**What this task involves**: When a line in the listing below contains the word "hazy", return a copy of that line.

• • • • • • •

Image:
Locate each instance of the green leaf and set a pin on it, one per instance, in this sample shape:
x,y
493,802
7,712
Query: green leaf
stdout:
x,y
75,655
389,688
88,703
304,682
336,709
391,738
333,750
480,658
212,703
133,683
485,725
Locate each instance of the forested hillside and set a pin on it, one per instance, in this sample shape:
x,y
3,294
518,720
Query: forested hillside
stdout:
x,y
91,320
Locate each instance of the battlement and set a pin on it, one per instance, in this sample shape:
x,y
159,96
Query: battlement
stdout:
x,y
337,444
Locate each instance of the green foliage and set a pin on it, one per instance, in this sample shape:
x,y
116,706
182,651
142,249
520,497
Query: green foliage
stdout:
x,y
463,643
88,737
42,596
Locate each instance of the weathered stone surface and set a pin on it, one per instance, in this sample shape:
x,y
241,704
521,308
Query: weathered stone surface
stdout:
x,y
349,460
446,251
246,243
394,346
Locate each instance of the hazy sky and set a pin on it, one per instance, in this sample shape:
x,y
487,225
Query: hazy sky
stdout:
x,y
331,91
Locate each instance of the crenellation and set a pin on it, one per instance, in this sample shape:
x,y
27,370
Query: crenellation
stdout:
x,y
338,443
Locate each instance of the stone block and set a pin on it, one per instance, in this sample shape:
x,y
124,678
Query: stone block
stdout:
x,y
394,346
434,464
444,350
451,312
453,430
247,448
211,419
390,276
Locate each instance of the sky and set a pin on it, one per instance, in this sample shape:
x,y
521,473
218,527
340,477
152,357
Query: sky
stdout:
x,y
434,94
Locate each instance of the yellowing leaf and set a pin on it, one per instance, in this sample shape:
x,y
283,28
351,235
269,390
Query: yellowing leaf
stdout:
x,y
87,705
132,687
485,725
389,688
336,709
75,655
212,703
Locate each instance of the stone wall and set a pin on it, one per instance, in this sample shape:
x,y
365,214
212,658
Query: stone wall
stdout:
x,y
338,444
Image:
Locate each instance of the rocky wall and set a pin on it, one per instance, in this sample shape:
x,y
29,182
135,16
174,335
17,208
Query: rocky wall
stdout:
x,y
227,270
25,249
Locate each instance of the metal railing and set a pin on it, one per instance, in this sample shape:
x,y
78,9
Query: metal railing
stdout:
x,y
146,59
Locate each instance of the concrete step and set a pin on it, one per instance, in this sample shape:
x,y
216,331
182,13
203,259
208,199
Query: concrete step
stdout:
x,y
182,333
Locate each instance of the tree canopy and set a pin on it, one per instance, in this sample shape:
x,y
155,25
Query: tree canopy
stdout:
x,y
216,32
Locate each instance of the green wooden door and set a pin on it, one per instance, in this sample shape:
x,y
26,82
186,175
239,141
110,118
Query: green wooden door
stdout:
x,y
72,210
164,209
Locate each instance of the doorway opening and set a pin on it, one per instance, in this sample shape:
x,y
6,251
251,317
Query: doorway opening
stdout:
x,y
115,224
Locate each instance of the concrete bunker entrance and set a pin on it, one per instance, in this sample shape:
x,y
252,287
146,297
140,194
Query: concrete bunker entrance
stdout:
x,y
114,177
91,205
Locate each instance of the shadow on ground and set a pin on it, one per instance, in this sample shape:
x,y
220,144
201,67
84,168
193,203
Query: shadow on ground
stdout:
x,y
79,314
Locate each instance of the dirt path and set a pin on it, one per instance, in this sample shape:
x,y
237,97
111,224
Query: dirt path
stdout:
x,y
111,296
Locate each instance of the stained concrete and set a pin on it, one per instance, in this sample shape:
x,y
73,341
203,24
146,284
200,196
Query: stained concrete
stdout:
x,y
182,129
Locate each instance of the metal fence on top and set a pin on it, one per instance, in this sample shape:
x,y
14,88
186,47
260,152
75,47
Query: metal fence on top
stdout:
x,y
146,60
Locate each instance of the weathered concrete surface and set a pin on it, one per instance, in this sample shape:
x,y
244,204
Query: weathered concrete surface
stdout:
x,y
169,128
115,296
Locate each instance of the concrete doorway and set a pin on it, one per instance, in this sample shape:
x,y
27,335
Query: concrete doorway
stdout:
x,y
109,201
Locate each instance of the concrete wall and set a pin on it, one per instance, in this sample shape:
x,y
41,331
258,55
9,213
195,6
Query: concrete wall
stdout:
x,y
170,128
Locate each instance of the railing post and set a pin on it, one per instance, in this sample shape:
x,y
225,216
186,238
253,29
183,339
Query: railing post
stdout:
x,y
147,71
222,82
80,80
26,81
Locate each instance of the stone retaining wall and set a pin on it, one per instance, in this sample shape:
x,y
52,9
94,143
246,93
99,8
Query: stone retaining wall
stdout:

• • • • • • •

**Exercise result**:
Locate each instance of the hazy sky and set a pin on it, one per instance, in this sample shape:
Query: hazy sky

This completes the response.